§ Что нужно сделать: Замените «fan blade» на «propeller blade» в записях от их начала до строки с «[341, 150, 390, 197]» включительно и выпишите эти строки полностью, больше ничего в них не меняя. Изображения в ответ не включайте.

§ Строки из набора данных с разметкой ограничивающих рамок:
----

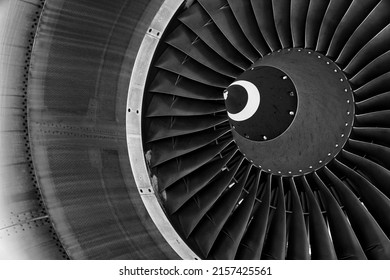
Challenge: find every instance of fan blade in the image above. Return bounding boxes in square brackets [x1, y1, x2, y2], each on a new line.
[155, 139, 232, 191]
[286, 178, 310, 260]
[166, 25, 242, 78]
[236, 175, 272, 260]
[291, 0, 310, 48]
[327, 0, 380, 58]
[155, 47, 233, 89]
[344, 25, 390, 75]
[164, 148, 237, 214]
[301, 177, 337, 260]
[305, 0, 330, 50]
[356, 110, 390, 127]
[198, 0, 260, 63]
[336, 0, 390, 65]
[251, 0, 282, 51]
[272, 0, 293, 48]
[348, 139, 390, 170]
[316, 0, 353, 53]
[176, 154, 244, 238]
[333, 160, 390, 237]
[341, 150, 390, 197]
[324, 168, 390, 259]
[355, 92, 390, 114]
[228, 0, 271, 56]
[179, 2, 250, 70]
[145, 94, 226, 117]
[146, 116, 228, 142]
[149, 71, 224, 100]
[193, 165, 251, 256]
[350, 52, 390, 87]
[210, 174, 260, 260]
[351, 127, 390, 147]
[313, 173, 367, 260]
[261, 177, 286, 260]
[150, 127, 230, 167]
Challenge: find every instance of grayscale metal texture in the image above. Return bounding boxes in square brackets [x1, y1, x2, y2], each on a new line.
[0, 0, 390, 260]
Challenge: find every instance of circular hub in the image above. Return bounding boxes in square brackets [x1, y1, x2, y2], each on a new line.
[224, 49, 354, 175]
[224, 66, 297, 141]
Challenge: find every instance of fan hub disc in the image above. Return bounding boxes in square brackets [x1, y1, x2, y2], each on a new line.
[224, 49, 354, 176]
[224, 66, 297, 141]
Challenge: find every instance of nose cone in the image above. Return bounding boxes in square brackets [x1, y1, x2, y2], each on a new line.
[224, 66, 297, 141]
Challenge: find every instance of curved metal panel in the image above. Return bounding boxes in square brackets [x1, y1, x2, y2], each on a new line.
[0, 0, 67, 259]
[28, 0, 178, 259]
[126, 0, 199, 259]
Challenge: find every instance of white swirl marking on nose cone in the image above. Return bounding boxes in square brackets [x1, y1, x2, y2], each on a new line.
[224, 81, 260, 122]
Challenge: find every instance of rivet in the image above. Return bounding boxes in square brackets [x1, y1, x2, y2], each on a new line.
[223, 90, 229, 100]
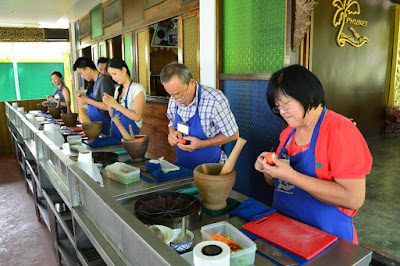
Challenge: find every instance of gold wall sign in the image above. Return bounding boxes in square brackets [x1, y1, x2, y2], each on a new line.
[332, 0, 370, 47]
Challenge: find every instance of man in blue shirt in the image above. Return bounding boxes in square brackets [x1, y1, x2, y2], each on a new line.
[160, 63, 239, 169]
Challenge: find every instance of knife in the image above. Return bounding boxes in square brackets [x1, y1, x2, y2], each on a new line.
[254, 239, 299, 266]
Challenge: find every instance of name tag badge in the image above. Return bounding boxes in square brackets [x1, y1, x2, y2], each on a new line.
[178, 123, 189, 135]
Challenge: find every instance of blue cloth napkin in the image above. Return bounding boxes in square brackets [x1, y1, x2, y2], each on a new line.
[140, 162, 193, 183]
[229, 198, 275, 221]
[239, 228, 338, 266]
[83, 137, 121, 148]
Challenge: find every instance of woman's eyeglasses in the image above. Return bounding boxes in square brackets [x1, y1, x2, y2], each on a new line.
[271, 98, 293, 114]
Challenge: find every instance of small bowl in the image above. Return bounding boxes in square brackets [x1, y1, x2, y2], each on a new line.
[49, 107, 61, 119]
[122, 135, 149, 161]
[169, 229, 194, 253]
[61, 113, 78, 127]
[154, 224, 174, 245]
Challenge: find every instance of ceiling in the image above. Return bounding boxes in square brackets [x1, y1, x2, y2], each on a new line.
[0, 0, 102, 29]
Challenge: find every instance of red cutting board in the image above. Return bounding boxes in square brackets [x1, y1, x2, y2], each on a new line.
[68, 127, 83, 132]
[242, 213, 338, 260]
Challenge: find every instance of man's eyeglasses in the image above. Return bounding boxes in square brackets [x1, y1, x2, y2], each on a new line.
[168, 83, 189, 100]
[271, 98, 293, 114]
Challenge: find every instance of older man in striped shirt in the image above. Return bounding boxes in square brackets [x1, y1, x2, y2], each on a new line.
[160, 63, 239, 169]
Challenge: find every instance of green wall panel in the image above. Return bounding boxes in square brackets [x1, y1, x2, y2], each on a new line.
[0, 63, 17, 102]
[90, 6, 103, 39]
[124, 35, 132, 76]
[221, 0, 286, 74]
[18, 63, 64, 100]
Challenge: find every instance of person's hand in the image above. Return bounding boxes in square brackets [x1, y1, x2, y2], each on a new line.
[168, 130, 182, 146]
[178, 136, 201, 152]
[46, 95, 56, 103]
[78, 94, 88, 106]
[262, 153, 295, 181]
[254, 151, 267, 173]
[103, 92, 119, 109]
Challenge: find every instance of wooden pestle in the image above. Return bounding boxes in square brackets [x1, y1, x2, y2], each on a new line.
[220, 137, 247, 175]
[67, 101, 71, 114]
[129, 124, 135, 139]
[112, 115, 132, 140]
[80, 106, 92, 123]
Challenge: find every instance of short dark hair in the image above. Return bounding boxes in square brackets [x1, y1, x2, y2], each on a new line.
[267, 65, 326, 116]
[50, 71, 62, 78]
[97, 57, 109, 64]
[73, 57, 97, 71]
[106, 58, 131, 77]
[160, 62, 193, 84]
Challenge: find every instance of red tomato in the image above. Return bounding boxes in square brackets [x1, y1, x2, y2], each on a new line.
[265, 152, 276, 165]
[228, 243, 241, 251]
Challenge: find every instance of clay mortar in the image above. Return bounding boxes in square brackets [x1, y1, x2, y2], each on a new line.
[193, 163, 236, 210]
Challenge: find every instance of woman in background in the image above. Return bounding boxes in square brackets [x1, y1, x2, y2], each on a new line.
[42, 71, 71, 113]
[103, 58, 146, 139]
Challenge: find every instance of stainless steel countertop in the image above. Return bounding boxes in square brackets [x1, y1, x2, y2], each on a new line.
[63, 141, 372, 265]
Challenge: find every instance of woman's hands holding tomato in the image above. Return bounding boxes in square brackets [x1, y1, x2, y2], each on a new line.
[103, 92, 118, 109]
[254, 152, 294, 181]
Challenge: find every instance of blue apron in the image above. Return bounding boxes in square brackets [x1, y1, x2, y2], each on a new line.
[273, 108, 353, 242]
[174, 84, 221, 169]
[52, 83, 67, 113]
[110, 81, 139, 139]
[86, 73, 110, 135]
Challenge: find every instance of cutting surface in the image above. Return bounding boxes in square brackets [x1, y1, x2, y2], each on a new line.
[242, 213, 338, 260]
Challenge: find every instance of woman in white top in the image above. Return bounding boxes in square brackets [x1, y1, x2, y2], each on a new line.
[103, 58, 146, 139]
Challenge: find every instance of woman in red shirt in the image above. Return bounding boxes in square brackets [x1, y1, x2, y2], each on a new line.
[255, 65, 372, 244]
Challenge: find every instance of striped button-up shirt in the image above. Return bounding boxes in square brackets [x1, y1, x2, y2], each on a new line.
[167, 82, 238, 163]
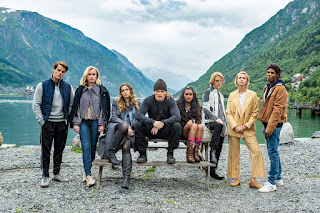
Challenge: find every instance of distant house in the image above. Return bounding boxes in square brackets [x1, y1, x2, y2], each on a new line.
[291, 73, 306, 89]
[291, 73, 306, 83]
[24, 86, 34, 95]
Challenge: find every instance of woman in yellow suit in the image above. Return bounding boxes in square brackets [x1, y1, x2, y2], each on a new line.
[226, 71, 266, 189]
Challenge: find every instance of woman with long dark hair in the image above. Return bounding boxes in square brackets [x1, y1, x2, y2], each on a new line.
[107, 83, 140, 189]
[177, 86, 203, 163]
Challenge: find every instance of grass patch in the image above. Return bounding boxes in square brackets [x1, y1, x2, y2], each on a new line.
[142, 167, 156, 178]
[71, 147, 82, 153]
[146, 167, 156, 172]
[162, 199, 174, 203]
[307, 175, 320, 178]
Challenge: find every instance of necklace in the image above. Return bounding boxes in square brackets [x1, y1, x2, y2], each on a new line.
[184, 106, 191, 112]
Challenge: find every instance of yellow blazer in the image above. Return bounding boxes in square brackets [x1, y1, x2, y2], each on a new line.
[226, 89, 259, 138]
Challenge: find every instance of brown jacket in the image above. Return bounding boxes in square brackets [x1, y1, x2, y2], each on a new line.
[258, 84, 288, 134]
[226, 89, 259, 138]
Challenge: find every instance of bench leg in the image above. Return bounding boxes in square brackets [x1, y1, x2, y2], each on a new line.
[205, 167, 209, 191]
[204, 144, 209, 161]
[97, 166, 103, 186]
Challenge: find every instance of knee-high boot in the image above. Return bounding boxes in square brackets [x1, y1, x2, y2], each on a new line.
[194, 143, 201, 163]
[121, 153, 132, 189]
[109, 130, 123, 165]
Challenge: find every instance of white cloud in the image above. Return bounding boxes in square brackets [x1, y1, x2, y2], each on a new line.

----

§ Правильный ответ:
Challenge: find every instance of propeller blade in the image above. Return bounding boxes in square brackets [x1, y1, x2, y2], each on a new line.
[155, 139, 232, 191]
[286, 178, 310, 260]
[166, 25, 242, 78]
[236, 175, 272, 260]
[291, 0, 310, 48]
[327, 0, 380, 58]
[155, 47, 233, 89]
[344, 25, 390, 75]
[164, 148, 237, 214]
[301, 177, 337, 260]
[305, 0, 330, 50]
[356, 110, 390, 127]
[198, 0, 260, 63]
[336, 0, 390, 65]
[251, 0, 282, 51]
[272, 0, 293, 48]
[348, 139, 390, 170]
[316, 0, 353, 53]
[176, 154, 244, 238]
[333, 160, 390, 237]
[341, 150, 390, 197]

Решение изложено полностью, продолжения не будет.